- [Stated goal]: Please find every line in the items below that contains the word "white" and copy each of those lines. Case counts.

- [Records for the exercise]:
Start
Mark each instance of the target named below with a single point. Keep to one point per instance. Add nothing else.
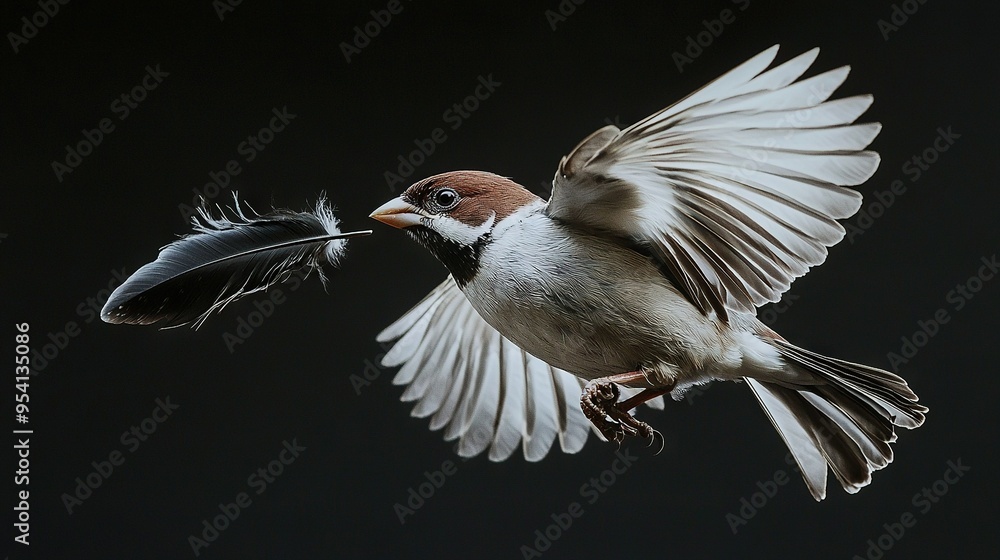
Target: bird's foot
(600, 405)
End
Start
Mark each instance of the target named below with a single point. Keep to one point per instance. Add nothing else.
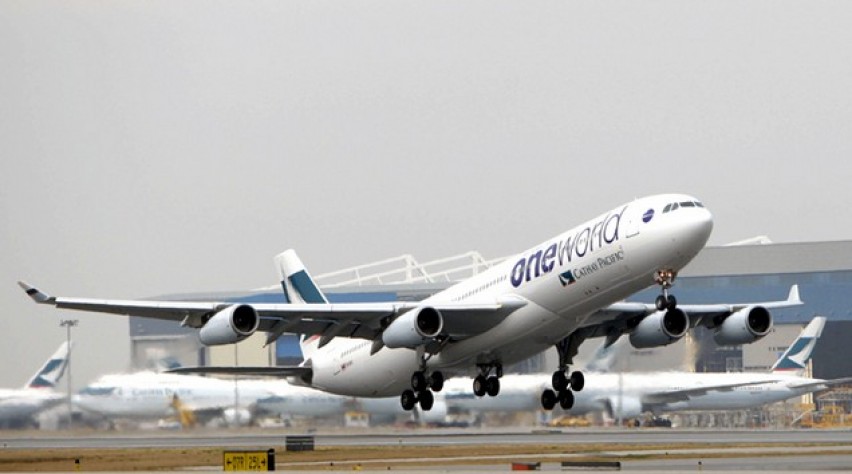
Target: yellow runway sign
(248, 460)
End
Start
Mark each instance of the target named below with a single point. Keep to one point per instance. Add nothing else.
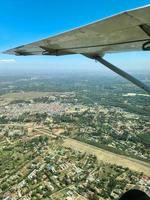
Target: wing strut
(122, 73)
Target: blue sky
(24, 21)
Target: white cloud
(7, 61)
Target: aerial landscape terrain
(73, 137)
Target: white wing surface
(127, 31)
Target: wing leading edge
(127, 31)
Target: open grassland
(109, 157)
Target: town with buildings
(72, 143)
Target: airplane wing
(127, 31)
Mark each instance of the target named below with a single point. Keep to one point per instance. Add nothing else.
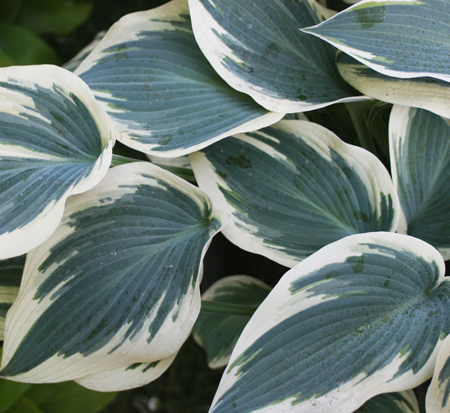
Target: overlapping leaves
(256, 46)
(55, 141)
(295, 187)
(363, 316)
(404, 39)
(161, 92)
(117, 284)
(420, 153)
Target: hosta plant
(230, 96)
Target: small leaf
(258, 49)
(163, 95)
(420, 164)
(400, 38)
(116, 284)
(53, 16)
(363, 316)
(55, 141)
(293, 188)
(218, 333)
End
- [Solution for this exercise]:
Target: white cloud
Target: white wing surface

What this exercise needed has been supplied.